• Texte fourni
La deuxième édition se concentrera sur les métiers manuels - CNMI


Nigériane, Jennifer (36 ans) est arrivée en 2013 dans la petite île de Lampedusa après une traversée sur une embarcation de fortune. Une expérience traumatique, dont elle ne veut pas parler. "Je suis une réfugiée. J’ai commencé en travaillant pour une communauté, tout en étudiant pour devenir éducatrice sociale. J’ai toujours voulu faire de la mode, mais il n’y a pas de bourse pour les écoles de mode. Cela coûte très cher et je suis ici toute seule", glisse la jeune femme, qui s’est mise à suivre des cours de couture et de modéliste en ligne sur YouTube.
    
"L’opportunité offerte par la Camera della Moda est arrivée à un moment où je voulais changer mon projet de vie. J’ai été chanceuse. J’ai été prise en stage dans le groupe Aeffe, à San Giovanni in Marignano. Au départ, ils m’ont aidée en me logeant, puis ils m’ont embauchée pour un CDD d’un an. Je travaille comme couturière. Je réalise les prototypes pour Moschino. C’est juste super", lâche-t-elle dans un large sourire.

• Série de consignes
a) Dans le texte sur le parcours de Jennifer, sans compter le titre, quels noms d'organisations, d'entreprises, de marques ou de plateformes sont cités ?
b) Poursuivez le texte sur le parcours de Jennifer à partir de sa dernière phrase.

• Matériel fourni
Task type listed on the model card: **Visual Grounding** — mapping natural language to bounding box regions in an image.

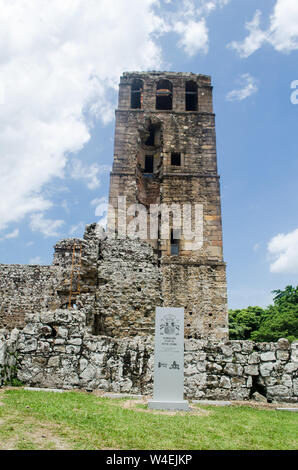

• Corrigé de l'exercice
a) Camera della Moda, Aeffe, Moschino, YouTube

b)
 
"Toutes ces histoires nous font comprendre que l’on doit faire plus ! Nous avons lancé ce projet pour stimuler un changement et encourager de bonnes pratiques. C’est un projet innovant, qui marche. Nous avons trouvé des talents passionnés", intervient le président de la Chambre de la Mode, Carlo Capasa, au cours d'une conférence consacrée à la présentation du projet. "On parle beaucoup de l'habileté manuelle des artisans italiens. Ce savoir-faire, on veut le transmettre à tous et faire en sorte que l’Italie devienne la Silicon Valley de la mode pour l’Europe ", conclut-il.
 
La nouvelle édition de "Fashion Deserves the World" débute cette semaine. Elle aboutira d’ici à mars-avril 2023 à une sélection de quinze nouveaux talents, se concentrant cette fois sur les métiers de l’artisanat et sur le made in Italy, pour couvrir notamment les métiers les plus recherchés par les entreprises du secteur, tels ceux de tailleur, modéliste et brodeur.